What the task requires:
Output the lines of the entries below beginning at the one with "the column base?" and ending with the last, exactly as written and without pictures.

Dataset records:
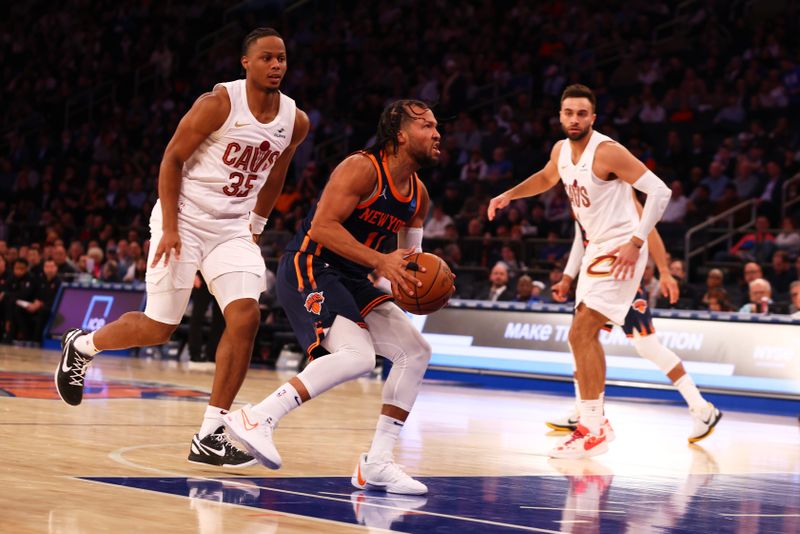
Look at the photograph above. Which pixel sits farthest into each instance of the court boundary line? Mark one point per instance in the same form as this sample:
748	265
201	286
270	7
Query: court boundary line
118	456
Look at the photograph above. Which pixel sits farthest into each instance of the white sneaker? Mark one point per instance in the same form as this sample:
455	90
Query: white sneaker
566	423
385	475
570	423
581	444
704	423
255	435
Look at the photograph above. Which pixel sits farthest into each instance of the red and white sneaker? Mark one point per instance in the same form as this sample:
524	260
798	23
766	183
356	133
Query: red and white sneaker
582	444
569	422
256	435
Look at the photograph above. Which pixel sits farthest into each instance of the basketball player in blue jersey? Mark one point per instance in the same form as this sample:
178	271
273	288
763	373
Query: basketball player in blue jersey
339	318
220	176
639	327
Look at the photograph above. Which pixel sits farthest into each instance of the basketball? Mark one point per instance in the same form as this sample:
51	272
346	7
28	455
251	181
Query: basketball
437	285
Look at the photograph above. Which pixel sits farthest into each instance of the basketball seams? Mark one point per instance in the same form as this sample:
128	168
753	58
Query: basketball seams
433	279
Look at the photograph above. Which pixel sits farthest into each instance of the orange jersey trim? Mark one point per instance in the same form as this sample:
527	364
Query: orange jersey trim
297	272
310	271
379	186
395	192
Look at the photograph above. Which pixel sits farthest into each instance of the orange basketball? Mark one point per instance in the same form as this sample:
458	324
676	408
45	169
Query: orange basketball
437	286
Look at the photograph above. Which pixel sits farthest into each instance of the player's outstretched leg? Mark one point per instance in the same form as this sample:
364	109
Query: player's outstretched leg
78	348
395	338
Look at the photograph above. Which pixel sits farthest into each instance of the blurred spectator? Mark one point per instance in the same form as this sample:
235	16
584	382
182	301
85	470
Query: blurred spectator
678	204
714	282
20	294
435	227
497	289
757	245
717	300
554	249
794	293
760	297
45	295
715	181
789	238
65	267
475	169
770	195
745	179
781	273
688	297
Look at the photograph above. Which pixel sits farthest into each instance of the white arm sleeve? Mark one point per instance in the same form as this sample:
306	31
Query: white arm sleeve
575	254
410	238
658	195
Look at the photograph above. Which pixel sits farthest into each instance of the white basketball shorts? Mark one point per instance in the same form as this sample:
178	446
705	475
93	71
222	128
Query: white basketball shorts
599	290
209	245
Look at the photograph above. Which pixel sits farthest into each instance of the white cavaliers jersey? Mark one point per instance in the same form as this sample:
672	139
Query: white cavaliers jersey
226	172
605	208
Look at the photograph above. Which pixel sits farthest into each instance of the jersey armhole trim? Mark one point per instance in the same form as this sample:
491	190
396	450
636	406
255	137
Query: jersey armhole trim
375	194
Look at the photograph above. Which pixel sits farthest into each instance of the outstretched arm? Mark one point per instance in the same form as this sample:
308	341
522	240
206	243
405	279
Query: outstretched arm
612	159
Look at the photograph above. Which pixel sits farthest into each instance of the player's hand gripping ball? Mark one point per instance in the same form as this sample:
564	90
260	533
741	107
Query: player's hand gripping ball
437	285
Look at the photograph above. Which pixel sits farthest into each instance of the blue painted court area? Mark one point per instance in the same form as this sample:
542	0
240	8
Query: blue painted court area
596	501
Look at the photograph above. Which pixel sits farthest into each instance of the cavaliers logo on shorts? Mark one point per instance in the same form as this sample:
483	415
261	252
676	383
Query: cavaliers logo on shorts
601	266
314	302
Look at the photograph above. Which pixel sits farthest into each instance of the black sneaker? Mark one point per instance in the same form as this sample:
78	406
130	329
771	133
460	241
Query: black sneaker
71	369
216	449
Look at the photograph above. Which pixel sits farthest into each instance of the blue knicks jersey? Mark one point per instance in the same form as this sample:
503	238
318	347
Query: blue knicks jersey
372	222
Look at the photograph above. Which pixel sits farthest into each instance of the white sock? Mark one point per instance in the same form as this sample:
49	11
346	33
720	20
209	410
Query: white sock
85	344
282	401
212	420
386	433
691	394
591	414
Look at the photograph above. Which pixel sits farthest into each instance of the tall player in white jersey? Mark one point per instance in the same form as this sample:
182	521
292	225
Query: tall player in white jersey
598	174
220	176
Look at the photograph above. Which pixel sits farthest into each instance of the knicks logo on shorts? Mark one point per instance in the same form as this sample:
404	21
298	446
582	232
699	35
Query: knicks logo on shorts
314	302
601	266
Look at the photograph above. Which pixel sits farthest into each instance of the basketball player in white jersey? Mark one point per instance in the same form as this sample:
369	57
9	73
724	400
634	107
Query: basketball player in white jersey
598	174
639	327
220	176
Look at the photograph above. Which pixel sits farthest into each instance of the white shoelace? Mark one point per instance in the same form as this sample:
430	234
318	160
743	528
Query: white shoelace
79	369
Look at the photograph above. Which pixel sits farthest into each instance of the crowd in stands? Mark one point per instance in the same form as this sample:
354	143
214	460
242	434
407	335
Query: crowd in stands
712	107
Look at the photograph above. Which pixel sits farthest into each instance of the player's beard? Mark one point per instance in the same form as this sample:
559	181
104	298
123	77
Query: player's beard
576	136
424	158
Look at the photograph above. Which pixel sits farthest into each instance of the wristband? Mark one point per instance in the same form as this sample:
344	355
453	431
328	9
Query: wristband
257	223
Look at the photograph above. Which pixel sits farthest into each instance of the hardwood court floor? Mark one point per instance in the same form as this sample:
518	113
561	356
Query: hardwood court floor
117	463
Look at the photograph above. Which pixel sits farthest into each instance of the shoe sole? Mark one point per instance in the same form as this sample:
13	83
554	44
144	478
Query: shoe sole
229	466
263	460
373	487
709	431
610	436
595	451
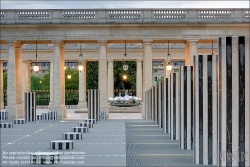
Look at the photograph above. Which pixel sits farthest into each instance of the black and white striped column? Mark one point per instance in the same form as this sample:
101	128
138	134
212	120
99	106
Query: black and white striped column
175	106
30	106
94	104
61	144
186	132
160	104
80	129
44	158
205	109
72	136
234	101
6	125
19	121
166	105
3	115
156	104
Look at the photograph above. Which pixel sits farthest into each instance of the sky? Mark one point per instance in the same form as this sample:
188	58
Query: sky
103	4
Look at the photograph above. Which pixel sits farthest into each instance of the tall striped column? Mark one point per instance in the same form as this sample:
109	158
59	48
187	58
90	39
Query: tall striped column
159	103
30	106
234	103
205	109
186	132
166	105
94	104
152	103
175	106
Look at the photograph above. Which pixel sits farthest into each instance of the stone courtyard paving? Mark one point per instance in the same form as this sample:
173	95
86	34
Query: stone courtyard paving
104	145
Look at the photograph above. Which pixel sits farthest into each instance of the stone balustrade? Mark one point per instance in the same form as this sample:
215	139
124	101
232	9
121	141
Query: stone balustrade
69	16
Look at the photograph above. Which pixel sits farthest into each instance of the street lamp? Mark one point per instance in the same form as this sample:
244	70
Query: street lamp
80	63
169	64
36	66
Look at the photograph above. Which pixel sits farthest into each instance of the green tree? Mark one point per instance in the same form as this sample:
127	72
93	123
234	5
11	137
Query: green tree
119	82
92	75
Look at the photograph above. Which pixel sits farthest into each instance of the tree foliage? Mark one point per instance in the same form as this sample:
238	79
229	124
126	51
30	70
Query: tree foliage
119	82
92	75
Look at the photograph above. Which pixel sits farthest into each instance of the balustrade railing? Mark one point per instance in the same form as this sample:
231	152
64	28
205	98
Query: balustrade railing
79	16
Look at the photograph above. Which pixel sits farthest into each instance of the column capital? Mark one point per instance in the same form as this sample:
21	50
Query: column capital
147	41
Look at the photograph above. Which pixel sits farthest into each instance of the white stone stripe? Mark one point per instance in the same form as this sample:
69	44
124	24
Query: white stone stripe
182	108
189	112
247	102
223	100
235	95
196	110
215	111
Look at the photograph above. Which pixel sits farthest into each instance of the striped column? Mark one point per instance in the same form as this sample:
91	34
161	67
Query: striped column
166	105
156	104
205	109
186	132
175	106
30	106
94	104
159	103
152	104
234	103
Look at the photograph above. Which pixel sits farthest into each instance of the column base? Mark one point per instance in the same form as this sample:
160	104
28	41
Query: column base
82	104
106	109
61	112
15	112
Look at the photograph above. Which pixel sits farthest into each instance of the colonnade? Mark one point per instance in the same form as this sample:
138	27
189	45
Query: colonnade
214	104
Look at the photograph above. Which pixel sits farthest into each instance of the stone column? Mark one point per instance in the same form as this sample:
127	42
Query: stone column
103	78
205	109
234	103
175	106
57	80
82	90
51	90
191	50
147	70
186	132
26	79
64	111
110	79
1	86
139	79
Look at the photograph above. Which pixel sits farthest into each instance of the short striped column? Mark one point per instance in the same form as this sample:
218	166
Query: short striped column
53	115
39	117
61	145
156	104
20	121
153	103
85	124
44	158
30	106
72	136
6	125
175	106
234	101
186	133
166	105
205	109
80	129
94	104
3	115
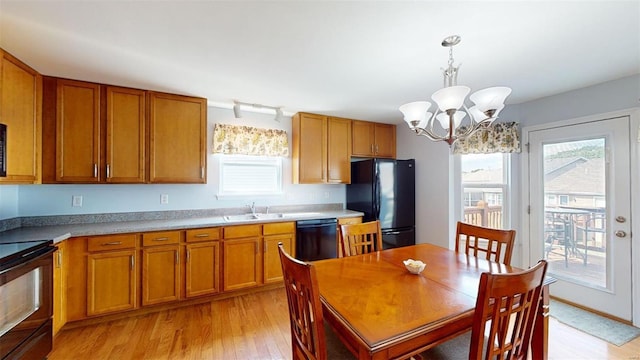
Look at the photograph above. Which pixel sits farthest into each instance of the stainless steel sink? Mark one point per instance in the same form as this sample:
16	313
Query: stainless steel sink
251	217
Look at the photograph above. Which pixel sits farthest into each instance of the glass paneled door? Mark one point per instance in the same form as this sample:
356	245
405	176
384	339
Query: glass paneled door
580	212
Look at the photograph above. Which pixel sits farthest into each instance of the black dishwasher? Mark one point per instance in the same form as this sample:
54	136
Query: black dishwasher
316	239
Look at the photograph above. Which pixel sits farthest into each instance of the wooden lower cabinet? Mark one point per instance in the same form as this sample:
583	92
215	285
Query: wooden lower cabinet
160	267
242	263
111	282
202	268
59	288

Reply:
Look at the photograph above. Which pixel sits farthest into each instance of the column base? Mark one point per instance in the same form as this sample:
160	104
28	41
Query: column base
82	104
106	109
61	112
15	112
Look at the photograph above. Which pixel sits farthest into each instance of the colonnade? Mark one point per instance in the same form as this sample:
138	27
189	45
Query: colonnade
214	104
Look at the photograph above. Which pixel sits farthest into each instance of the stone column? Mark one point per instance in the same form as this sample:
127	42
Query: stone column
103	78
205	109
234	103
175	106
57	80
82	90
51	90
191	50
147	70
186	132
26	79
64	111
110	79
1	86
139	79
Look at the photograph above. Which pixel sits farthest into each instance of the short striped column? Mark one point per instance in the same form as this sample:
218	166
Query: short striped column
53	115
39	117
61	145
156	104
20	121
153	103
85	124
44	158
30	106
72	136
6	125
175	106
234	101
186	133
166	105
205	109
80	129
94	104
3	115
Look at the photograph above. Which pixel sits farthest into each instance of the stainless steel sink? Mark one point per instance in the same form as this sample:
16	313
Query: stainless steel sink
251	217
Look at the photograph above. Which pixel sits farthest into each instance of the glass paneled door? Mark one point per instance in the same form as this sample:
356	245
405	176
384	339
Query: glass paneled door
580	212
Look at the photograph above. Which pixel sits farthest into each instance of the black dishwasher? Mark one point per instance in the same form as this sample:
54	136
Query: black dishwasher
316	239
Look at the photograph above. Which pixel sits farthest into each instance of the wooden lower cabinet? Mark one point per instance in the same form as this sample:
583	92
215	285
Query: wooden lower cabinet
160	267
242	263
111	282
202	268
59	288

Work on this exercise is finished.